(Dataset excerpt)
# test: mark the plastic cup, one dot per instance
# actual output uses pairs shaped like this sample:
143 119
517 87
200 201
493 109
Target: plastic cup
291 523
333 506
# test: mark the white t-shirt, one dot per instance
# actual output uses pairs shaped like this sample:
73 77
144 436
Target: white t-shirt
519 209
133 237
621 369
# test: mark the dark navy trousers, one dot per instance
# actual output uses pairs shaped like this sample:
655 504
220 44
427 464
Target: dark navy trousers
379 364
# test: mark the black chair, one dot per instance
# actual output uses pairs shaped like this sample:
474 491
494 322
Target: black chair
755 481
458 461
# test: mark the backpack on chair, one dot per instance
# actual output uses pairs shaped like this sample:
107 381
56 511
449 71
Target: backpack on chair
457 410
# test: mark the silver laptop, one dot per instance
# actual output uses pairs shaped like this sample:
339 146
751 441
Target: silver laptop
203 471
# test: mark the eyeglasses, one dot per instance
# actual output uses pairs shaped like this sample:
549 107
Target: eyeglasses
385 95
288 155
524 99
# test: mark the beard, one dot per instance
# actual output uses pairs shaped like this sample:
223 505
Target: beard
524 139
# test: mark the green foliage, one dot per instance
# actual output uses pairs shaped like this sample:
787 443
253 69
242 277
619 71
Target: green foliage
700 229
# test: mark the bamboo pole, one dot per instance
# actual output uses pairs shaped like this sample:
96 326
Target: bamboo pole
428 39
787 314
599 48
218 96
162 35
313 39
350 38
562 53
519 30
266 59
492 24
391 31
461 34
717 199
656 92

# What to work on:
Convert everything from the line containing "# test: mark the silver" down to the end of the entries into a Markdown table with two columns, Row and Text. Put a running number in Row and each line in Text, and leave out blank lines.

# Response for this exercise:
| Row | Text |
|---|---|
| 1 | # test: mark the silver laptop, one dot per instance |
| 2 | # actual output uses pairs shaped like this sample: |
| 3 | 339 146 |
| 4 | 751 441 |
| 5 | Target: silver laptop |
| 6 | 203 471 |
| 7 | # test: mark the eyeglasses, one dot per instance |
| 8 | # actual output uses pairs shaped like this sample: |
| 9 | 549 107 |
| 10 | Target: eyeglasses |
| 11 | 385 95 |
| 12 | 288 155 |
| 13 | 524 99 |
| 14 | # test: mark the beard, one dot per instance |
| 15 | # actual output uses pairs shaped like this sample: |
| 16 | 223 505 |
| 17 | Target: beard |
| 18 | 524 139 |
| 19 | # test: mark the green foliage, one dot per instance |
| 20 | # actual output uses pairs shaped like this sample: |
| 21 | 787 443 |
| 22 | 253 69 |
| 23 | 242 277 |
| 24 | 619 71 |
| 25 | Target: green foliage |
| 26 | 700 229 |
| 27 | # test: mark the bamboo pole, one dot per instance |
| 28 | # actual output uses pairs shaped like this sample: |
| 29 | 96 326 |
| 30 | Target: bamboo pole |
| 31 | 428 39 |
| 32 | 787 314 |
| 33 | 599 48 |
| 34 | 218 96 |
| 35 | 162 35 |
| 36 | 313 39 |
| 37 | 350 38 |
| 38 | 562 53 |
| 39 | 519 30 |
| 40 | 266 59 |
| 41 | 492 24 |
| 42 | 391 31 |
| 43 | 461 34 |
| 44 | 717 199 |
| 45 | 656 92 |